SOURCE TEXT →
In a November ruling, Justice Christopher Butcher granted Ang's claim to equitable compensation, saying the Cyprus-based defendant Reliantco – operator of UFX – had failed to justify its counterclaim and "acted in breach of trust and of its fiduciary duties of loyalty in dealing with the positions opened on Ms. Ang's account."

Reliantco failed in making its case that, while Ang had opened the account in January 2017, "it was Dr. Wright who had thereafter operated the account 'as a means of overcoming the effects of the Defendant's termination of Dr. Wright's own account with it.'" It also claimed her funds had been obtained by fraud, via Wright's involvement with the account.

Wright – who claims to be the inventor of Bitcoin – had had his account (which had been opened at the same time) closed after the firm found he had been accused of fraud, per the document. The exchange returned $10,000 he had deposited, however.

EXERCISE INSTRUCTIONS →
(A) List each person and each company named in the court ruling text.
(B) Please select every line of the records that contains the string "dress", and copy each one. Case counts.

EXERCISE DATA →

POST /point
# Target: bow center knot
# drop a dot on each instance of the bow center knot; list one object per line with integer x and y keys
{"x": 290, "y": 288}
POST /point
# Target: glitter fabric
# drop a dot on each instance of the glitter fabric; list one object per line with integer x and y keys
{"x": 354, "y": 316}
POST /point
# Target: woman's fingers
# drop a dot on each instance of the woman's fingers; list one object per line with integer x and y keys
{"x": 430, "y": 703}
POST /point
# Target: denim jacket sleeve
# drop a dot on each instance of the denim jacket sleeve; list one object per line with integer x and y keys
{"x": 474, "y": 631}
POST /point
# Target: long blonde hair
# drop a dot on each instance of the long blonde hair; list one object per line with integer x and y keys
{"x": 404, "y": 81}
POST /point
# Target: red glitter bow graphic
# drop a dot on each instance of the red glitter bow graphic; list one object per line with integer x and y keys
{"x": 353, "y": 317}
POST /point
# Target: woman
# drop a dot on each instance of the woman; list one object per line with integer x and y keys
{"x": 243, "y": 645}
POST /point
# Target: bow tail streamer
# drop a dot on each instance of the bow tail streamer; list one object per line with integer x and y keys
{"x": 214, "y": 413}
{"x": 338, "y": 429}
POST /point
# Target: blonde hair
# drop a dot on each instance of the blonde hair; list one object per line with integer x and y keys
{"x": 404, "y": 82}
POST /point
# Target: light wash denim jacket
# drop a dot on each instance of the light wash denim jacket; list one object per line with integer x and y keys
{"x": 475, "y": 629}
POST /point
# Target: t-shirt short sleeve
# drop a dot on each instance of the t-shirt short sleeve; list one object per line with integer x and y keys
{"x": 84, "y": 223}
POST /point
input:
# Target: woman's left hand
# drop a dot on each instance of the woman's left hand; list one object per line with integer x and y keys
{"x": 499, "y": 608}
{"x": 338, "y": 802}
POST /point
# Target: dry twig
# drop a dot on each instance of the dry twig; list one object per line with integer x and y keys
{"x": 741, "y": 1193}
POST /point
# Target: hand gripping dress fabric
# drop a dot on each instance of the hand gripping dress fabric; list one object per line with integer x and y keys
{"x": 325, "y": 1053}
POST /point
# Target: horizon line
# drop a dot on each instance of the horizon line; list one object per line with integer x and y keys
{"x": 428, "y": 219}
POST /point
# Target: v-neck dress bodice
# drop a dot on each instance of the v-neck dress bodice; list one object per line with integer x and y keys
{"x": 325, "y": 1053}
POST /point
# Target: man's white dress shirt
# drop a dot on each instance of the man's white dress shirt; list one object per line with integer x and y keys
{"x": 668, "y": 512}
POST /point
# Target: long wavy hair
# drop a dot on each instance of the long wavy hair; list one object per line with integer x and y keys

RESPONSES PER TASK →
(A)
Christopher Butcher
Ang
Reliantco
UFX
Wright

(B)
# Target: hand gripping dress fabric
# drop a dot on each instance of the hand gripping dress fabric; list one object per line with integer x and y keys
# Target: v-neck dress bodice
# drop a dot on each instance of the v-neck dress bodice; list one object per line with integer x and y keys
# Target: man's white dress shirt
# drop a dot on each instance of the man's white dress shirt; list one object per line with integer x and y keys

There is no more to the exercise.